Problem to work on: In the brewery interview, copy the passage between "We loved beer in" and "this or that?", inclusive, swapping "stores" for "shops".

Document extract:
+++++
I talked to Ned LaFortune
of Wachusett and Gary Bogoff of Berkshire about where
they’ve been, how they got to where they are, and where
they’re going.


LEW
BRYSON
How did you
get started, and why did you do it?

Ned
LaFortune
We opened
in 1994. We opened because I had two perfect partners to
found a business with, Kevin Buckler and Peter Quinn, and we
were extremely passionate about making beer. We love beer.
We loved beer in college, we loved beer outside of college.
We were interested in it, fascinated by it. We bought beers
from stores that had the interesting stuff, we got to be
known there. We’d pop in the door, do you have this or that?
We started homebrewing because of our interest. We weren’t
content with just brewing a five gallon batch on the kitchen
stove, we built what was essentially a pilot system for
recreation purposes, so we could make enough to make it
worth our time. It was all on my parents’ farm, here in
Westminster. That’s how we ran the well dry, and got kicked
off the property.

I had a lot of experience
with mechanics, which was directly applicable to brewery
construction. We were able to design a lot of our own
original equipment, and build it, which kept the overhead
low and still created what we need to make a quality
product.

Gary
Bogoff
We went into
the public market on October 1, 1994. My partner, Chris
Lalli, and myself were avid homebrewers and loved beer. I
had always worked for myself as a general contractor. Chris
had been a laser technician, working with welding lasers –
he used to make pacemakers, things like that.

We both loved beer. We were
brewing 10 gallons at a time, and that wasn’t enough. We
first thought we’d open a brewpub, then realized that
neither one of us had ever been a restaurateur, or a brewer.
+++++
Source material:
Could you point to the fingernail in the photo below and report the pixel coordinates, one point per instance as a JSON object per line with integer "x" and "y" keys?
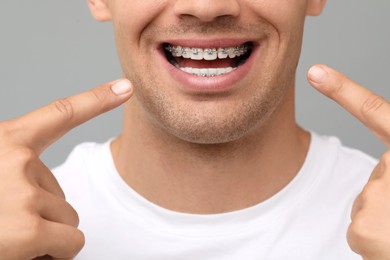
+++++
Expected output:
We loved beer in college, we loved beer outside of college.
We were interested in it, fascinated by it. We bought beers
from shops that had the interesting stuff, we got to be
known there. We’d pop in the door, do you have this or that?